**Assignment 1:** From the Bǎokè lèibiān description below, list every category the work uses to sort its inscriptions.

**Document passage:**
========
Bǎokè lèibiān 寶刻類編

Inscriptions Classified by Type

by an anonymous late-Southern-Sòng compiler

About the work

An anonymous late-Southern-Sòng jīnshí register of stelae and inscriptions, organised not by geography (as in Bǎokè cóngbiān KR2n0024 or Yúdì bēijì mù KR2n0025) but by writer/dedicatee category: 8 categories — (i) emperors, (ii) crown princes and princes, (iii) state lords, (iv) eminent ministers, (v) Buddhists, (vi) Daoists, (vii) women, and (viii) damaged-name inscriptions. Within each category, person-name is the organising principle, with the stelae they wrote or commissioned listed below their name, each annotated with year and place. For the eminent-ministers category, the figure’s official career as recovered from inscriptions is also tabulated under the name. Coverage runs from the Zhōu and Qín down through the Five Dynasties, with reign-name references through the Xuānhé and Jìngkāng eras (1119–1127) — fixing the work as Sòng. The work uses “Ruìzhōu” 瑞州 as a heading, which Sòng Lǐzōng renamed from Yúnzhōu 筠州 in early Bǎoqìng (1225) — fixing the lower bound of the dating to the Lǐzōng era. The work was lost between Yuán and Míng; only the Wényuàngé shūmù records its title; the Yǒnglè dàdiǎn preserved the full text, from which the Sìkù editors reconstructed the present 8-juan recension.

Tiyao

[Translated and condensed from the Sìkù tíyào]

The author’s name is not given. The Sòngshǐ Yìwénzhì does not record the title; no other private bibliographer records it. Only the Wényuàngé shūmù lists it. There is no surviving printed witness; only the Yǒnglè dàdiǎn preserves the work. Examining the editorial sequence: the work cuts off from ZhōuQín down through the Five Dynasties; references include the Xuānhé and Jìngkāng era-names — so a Southern Sòng author. Further: in early Bǎoqìng (1225) Lǐzōng renamed Yúnzhōu to Ruìzhōu; the present text uses “Ruìzhōu” repeatedly as a heading — therefore a post-Lǐzōng-era figure.

The book is in 8 categories: (i) emperors, (ii) crown princes and princes, (iii) state lords, (iv) eminent ministers, (v) Buddhists, (vi) Daoists, (vii) women, (viii) damaged-name inscriptions. Each category proceeds by person-name as the organising thread, with the stelae beneath, year and place noted. For the eminent-ministers category, the official career visible in the inscriptions is tabulated below the name — necessary for cross-reference. The arrangement is orderly.
========
**Records for the task:**
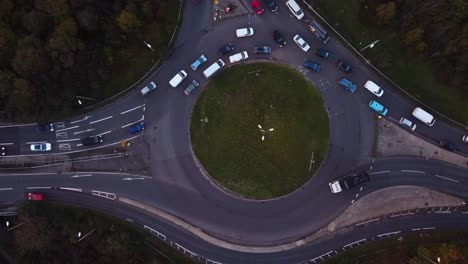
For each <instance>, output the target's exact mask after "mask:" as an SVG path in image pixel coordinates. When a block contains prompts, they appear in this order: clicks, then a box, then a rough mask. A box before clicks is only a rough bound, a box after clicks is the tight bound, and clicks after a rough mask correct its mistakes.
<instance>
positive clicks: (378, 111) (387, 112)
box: [369, 100, 388, 116]
mask: <svg viewBox="0 0 468 264" xmlns="http://www.w3.org/2000/svg"><path fill="white" fill-rule="evenodd" d="M369 107H370V108H372V110H374V111H376V112H377V113H379V114H381V115H383V116H385V115H387V113H388V109H387V108H385V107H384V106H383V105H381V104H380V103H379V102H377V101H375V100H372V101H370V103H369Z"/></svg>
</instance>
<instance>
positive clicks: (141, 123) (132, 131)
mask: <svg viewBox="0 0 468 264" xmlns="http://www.w3.org/2000/svg"><path fill="white" fill-rule="evenodd" d="M129 129H130V133H132V134H135V133H138V132H141V131H143V130H145V124H144V123H143V122H141V123H139V124H135V125H133V126H131V127H129Z"/></svg>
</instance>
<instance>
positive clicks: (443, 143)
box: [439, 140, 455, 152]
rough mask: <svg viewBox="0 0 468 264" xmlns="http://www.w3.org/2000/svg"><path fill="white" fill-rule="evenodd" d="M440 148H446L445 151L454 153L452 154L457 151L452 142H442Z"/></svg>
mask: <svg viewBox="0 0 468 264" xmlns="http://www.w3.org/2000/svg"><path fill="white" fill-rule="evenodd" d="M439 146H440V147H441V148H444V149H446V150H448V151H452V152H453V151H455V144H453V143H452V142H450V141H448V140H442V141H440V143H439Z"/></svg>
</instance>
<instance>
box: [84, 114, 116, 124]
mask: <svg viewBox="0 0 468 264" xmlns="http://www.w3.org/2000/svg"><path fill="white" fill-rule="evenodd" d="M111 118H112V116H108V117H104V118H102V119H99V120H96V121H92V122H89V124H90V125H91V124H95V123H98V122H101V121H104V120H107V119H111Z"/></svg>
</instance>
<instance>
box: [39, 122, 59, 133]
mask: <svg viewBox="0 0 468 264" xmlns="http://www.w3.org/2000/svg"><path fill="white" fill-rule="evenodd" d="M37 130H38V131H39V132H40V133H47V132H54V130H55V127H54V124H39V125H38V126H37Z"/></svg>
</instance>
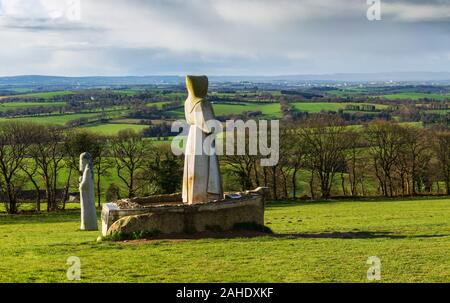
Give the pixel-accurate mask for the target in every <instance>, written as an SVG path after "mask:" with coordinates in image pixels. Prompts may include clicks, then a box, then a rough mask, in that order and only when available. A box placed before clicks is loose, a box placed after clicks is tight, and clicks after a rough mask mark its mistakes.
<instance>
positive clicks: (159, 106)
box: [146, 101, 170, 109]
mask: <svg viewBox="0 0 450 303" xmlns="http://www.w3.org/2000/svg"><path fill="white" fill-rule="evenodd" d="M169 103H170V102H165V101H161V102H150V103H147V104H146V105H147V106H156V107H157V108H158V109H160V108H162V107H163V105H166V104H169Z"/></svg>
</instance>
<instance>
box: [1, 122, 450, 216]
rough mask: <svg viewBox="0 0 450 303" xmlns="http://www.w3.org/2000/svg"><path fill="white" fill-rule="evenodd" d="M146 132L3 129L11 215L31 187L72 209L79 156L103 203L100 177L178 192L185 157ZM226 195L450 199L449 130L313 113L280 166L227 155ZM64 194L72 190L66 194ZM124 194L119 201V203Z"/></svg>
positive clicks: (2, 188) (289, 130) (154, 189)
mask: <svg viewBox="0 0 450 303" xmlns="http://www.w3.org/2000/svg"><path fill="white" fill-rule="evenodd" d="M151 142H152V141H150V140H148V139H144V138H143V135H142V133H136V132H134V131H132V130H123V131H121V132H120V133H119V134H118V135H117V136H114V137H106V136H103V135H99V134H94V133H91V132H88V131H83V130H80V129H70V130H68V129H66V128H64V127H61V126H57V125H40V124H33V123H23V122H5V123H1V124H0V190H1V191H2V193H3V194H4V196H5V197H6V199H5V200H6V201H5V205H6V209H7V210H8V212H10V213H16V212H17V211H18V199H17V196H18V195H17V193H18V192H19V191H20V190H21V189H23V188H25V187H29V186H30V184H31V185H32V186H33V187H34V189H35V190H36V193H37V194H36V210H38V211H39V210H40V195H39V192H40V191H41V190H42V189H44V190H45V192H46V196H45V199H46V202H47V210H48V211H55V210H57V209H61V208H62V209H63V208H64V207H65V201H66V199H67V196H68V195H67V194H68V192H69V188H74V187H77V182H78V176H79V172H78V169H79V168H78V166H79V155H80V153H82V152H86V151H87V152H90V153H91V154H92V156H93V159H94V160H93V161H94V163H93V164H94V175H95V180H96V183H97V184H96V185H97V186H96V188H97V197H98V203H99V206H100V202H101V200H102V196H101V194H102V192H103V191H104V188H102V184H104V182H102V180H104V178H105V177H111V175H112V174H115V176H116V179H118V180H120V182H121V184H122V188H124V189H125V190H126V195H125V196H126V197H133V196H137V195H151V194H164V193H174V192H177V191H179V190H180V187H181V180H182V173H183V172H182V168H183V159H182V157H178V156H175V155H174V154H173V153H172V151H171V150H170V146H168V145H157V144H154V143H151ZM220 160H221V164H222V171H223V173H224V180H225V184H224V187H225V189H226V190H241V189H242V190H245V189H250V188H255V187H257V186H267V187H269V188H270V189H271V195H272V199H275V200H276V199H286V198H299V197H301V196H300V195H301V194H302V195H303V198H312V199H318V198H324V199H328V198H330V197H331V196H336V195H346V196H368V195H384V196H388V197H391V196H397V195H418V194H431V193H446V194H450V131H449V130H448V129H446V128H441V129H438V128H435V129H420V128H417V127H411V126H404V125H402V124H398V123H393V122H387V121H375V122H372V123H369V124H368V125H366V126H359V127H354V126H346V125H345V124H344V123H343V121H342V120H341V119H339V118H337V117H336V116H329V115H322V114H318V115H313V116H311V117H308V118H306V119H304V120H302V122H301V124H300V125H298V124H295V125H294V124H292V125H284V126H283V127H282V129H281V130H280V154H279V162H278V164H277V165H275V166H272V167H261V166H260V160H261V157H260V156H252V155H243V156H222V157H221V159H220ZM61 188H63V189H64V190H65V194H64V195H62V197H61V195H60V194H58V193H60V190H58V189H61ZM116 198H118V197H116Z"/></svg>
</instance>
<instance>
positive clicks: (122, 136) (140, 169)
mask: <svg viewBox="0 0 450 303" xmlns="http://www.w3.org/2000/svg"><path fill="white" fill-rule="evenodd" d="M111 147H112V150H113V153H114V158H115V162H116V169H117V175H118V177H119V178H120V179H121V180H122V182H123V183H124V184H125V186H126V187H127V189H128V197H129V198H131V197H134V196H135V193H136V190H137V188H136V177H137V174H138V173H139V171H140V170H142V169H143V167H144V158H145V155H146V151H147V148H149V147H147V146H146V145H145V143H144V141H143V140H142V134H141V133H137V132H135V131H134V130H132V129H125V130H122V131H120V132H119V134H118V135H117V137H115V138H113V139H112V140H111Z"/></svg>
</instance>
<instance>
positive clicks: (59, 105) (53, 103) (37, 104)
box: [0, 102, 66, 111]
mask: <svg viewBox="0 0 450 303" xmlns="http://www.w3.org/2000/svg"><path fill="white" fill-rule="evenodd" d="M65 104H66V103H65V102H6V103H0V111H7V110H12V109H17V108H30V107H39V106H44V107H48V106H64V105H65Z"/></svg>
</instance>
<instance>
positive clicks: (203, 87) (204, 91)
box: [186, 76, 208, 105]
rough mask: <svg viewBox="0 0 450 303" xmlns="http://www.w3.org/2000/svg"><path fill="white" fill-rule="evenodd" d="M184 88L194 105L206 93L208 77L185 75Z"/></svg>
mask: <svg viewBox="0 0 450 303" xmlns="http://www.w3.org/2000/svg"><path fill="white" fill-rule="evenodd" d="M186 88H187V90H188V92H189V99H190V100H191V102H192V103H193V104H192V105H195V104H197V103H198V102H200V101H201V99H203V98H205V97H206V95H207V94H208V77H206V76H186Z"/></svg>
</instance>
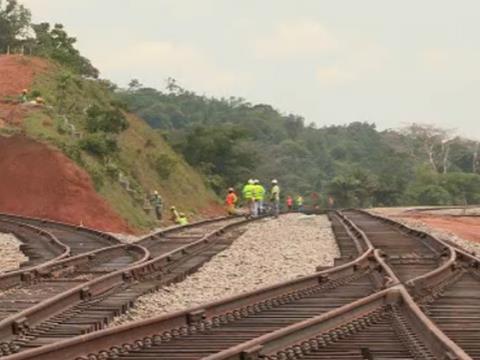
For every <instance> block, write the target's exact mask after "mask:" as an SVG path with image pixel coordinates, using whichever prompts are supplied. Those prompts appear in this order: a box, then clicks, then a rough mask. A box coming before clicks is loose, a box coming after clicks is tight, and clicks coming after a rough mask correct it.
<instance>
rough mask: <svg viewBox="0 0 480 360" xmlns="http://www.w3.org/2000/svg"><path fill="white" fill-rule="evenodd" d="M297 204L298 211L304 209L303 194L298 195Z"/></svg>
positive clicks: (295, 202) (296, 200)
mask: <svg viewBox="0 0 480 360" xmlns="http://www.w3.org/2000/svg"><path fill="white" fill-rule="evenodd" d="M295 205H296V206H297V210H298V211H303V196H302V195H297V198H296V199H295Z"/></svg>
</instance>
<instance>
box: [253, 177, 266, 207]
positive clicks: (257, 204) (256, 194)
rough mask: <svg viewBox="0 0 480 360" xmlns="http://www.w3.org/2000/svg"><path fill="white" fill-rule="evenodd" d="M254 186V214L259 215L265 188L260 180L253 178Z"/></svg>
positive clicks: (262, 203)
mask: <svg viewBox="0 0 480 360" xmlns="http://www.w3.org/2000/svg"><path fill="white" fill-rule="evenodd" d="M253 183H254V188H253V197H254V198H255V205H256V214H257V215H261V214H262V213H263V202H264V199H265V188H264V187H263V185H262V184H261V183H260V180H258V179H255V180H254V181H253Z"/></svg>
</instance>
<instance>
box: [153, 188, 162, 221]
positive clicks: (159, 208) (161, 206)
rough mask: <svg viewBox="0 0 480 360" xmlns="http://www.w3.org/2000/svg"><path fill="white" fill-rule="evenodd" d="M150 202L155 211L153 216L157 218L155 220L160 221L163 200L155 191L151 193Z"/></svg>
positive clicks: (161, 197)
mask: <svg viewBox="0 0 480 360" xmlns="http://www.w3.org/2000/svg"><path fill="white" fill-rule="evenodd" d="M150 202H151V203H152V206H153V207H154V209H155V215H156V216H157V220H162V210H163V199H162V197H161V196H160V195H159V194H158V191H157V190H155V191H154V192H153V196H152V198H151V199H150Z"/></svg>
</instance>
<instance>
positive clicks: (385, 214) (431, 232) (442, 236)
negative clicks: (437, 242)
mask: <svg viewBox="0 0 480 360" xmlns="http://www.w3.org/2000/svg"><path fill="white" fill-rule="evenodd" d="M369 212H370V213H372V214H373V215H380V216H384V217H386V218H391V219H392V220H394V221H397V222H399V223H401V224H403V225H406V226H409V227H411V228H413V229H415V230H419V231H423V232H426V233H427V234H430V235H433V236H434V237H436V238H437V239H440V240H449V241H452V242H454V243H455V244H457V245H460V246H461V247H462V248H464V249H465V250H467V251H470V252H471V251H474V252H475V253H477V254H479V253H480V243H477V242H474V241H469V240H465V239H462V238H461V237H459V236H458V235H456V234H454V233H452V232H449V231H445V230H439V229H435V228H434V227H432V226H430V225H428V224H425V223H424V222H422V221H421V220H417V219H409V218H400V217H398V214H396V215H397V216H393V215H392V212H390V211H388V210H383V209H372V210H369Z"/></svg>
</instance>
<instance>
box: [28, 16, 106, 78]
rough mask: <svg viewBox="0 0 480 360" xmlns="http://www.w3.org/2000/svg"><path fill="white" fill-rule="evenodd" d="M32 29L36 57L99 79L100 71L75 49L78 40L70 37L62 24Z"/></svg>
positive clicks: (80, 73)
mask: <svg viewBox="0 0 480 360" xmlns="http://www.w3.org/2000/svg"><path fill="white" fill-rule="evenodd" d="M32 28H33V31H34V32H35V49H34V53H35V54H36V55H38V56H44V57H48V58H51V59H53V60H55V61H58V62H59V63H60V64H63V65H65V66H67V67H69V68H70V69H71V70H72V71H74V72H76V73H78V74H81V75H84V76H88V77H92V78H98V75H99V72H98V70H97V69H96V68H95V67H94V66H93V65H92V64H91V62H90V60H88V59H87V58H85V57H83V56H82V55H80V52H79V51H78V50H77V49H75V47H74V45H75V43H76V42H77V39H75V38H74V37H70V36H69V35H68V34H67V32H66V31H65V29H64V27H63V25H62V24H55V25H54V26H53V28H52V27H51V26H50V24H49V23H40V24H34V25H32Z"/></svg>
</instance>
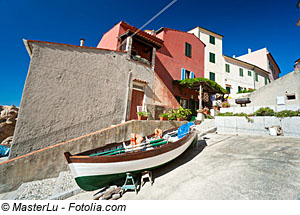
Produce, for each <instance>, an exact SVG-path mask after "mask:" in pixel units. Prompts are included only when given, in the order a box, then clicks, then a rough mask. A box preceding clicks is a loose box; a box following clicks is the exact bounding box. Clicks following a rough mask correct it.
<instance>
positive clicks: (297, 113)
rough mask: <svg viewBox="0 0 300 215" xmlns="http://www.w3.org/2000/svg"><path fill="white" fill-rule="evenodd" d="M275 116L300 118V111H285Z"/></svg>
mask: <svg viewBox="0 0 300 215" xmlns="http://www.w3.org/2000/svg"><path fill="white" fill-rule="evenodd" d="M275 116H276V117H278V118H283V117H294V116H300V110H297V111H292V110H283V111H279V112H277V113H275Z"/></svg>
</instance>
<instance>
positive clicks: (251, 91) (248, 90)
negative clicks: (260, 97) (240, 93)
mask: <svg viewBox="0 0 300 215" xmlns="http://www.w3.org/2000/svg"><path fill="white" fill-rule="evenodd" d="M254 91H255V89H248V90H247V89H243V90H240V91H239V92H238V93H252V92H254Z"/></svg>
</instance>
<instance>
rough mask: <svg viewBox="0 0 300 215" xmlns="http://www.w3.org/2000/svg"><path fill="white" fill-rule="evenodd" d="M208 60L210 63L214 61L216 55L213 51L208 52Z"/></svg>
mask: <svg viewBox="0 0 300 215" xmlns="http://www.w3.org/2000/svg"><path fill="white" fill-rule="evenodd" d="M209 62H211V63H215V62H216V55H215V54H214V53H211V52H209Z"/></svg>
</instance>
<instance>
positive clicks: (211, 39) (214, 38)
mask: <svg viewBox="0 0 300 215" xmlns="http://www.w3.org/2000/svg"><path fill="white" fill-rule="evenodd" d="M209 43H210V44H213V45H215V44H216V38H215V37H213V36H209Z"/></svg>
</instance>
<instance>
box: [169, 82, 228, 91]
mask: <svg viewBox="0 0 300 215" xmlns="http://www.w3.org/2000/svg"><path fill="white" fill-rule="evenodd" d="M202 81H205V82H206V83H208V84H209V85H210V86H211V87H212V88H214V89H215V90H216V91H217V92H218V93H221V94H228V92H227V90H225V89H224V88H223V87H221V86H220V85H219V84H218V83H217V82H215V81H212V80H209V79H207V78H190V79H184V80H176V81H174V83H179V84H180V85H188V86H190V87H194V85H195V84H196V83H200V82H202Z"/></svg>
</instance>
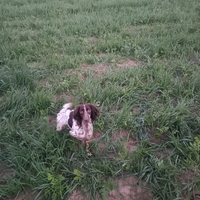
========
**Assignment 2:** How many lines of the records above contain the string "block"? Reply with the number only.

**Response area 1:**
1. Emperors
2. Crown princes and princes
3. State lords
4. Eminent ministers
5. Buddhists
6. Daoists
7. Women
8. Damaged-name inscriptions

**Response area 2:** 2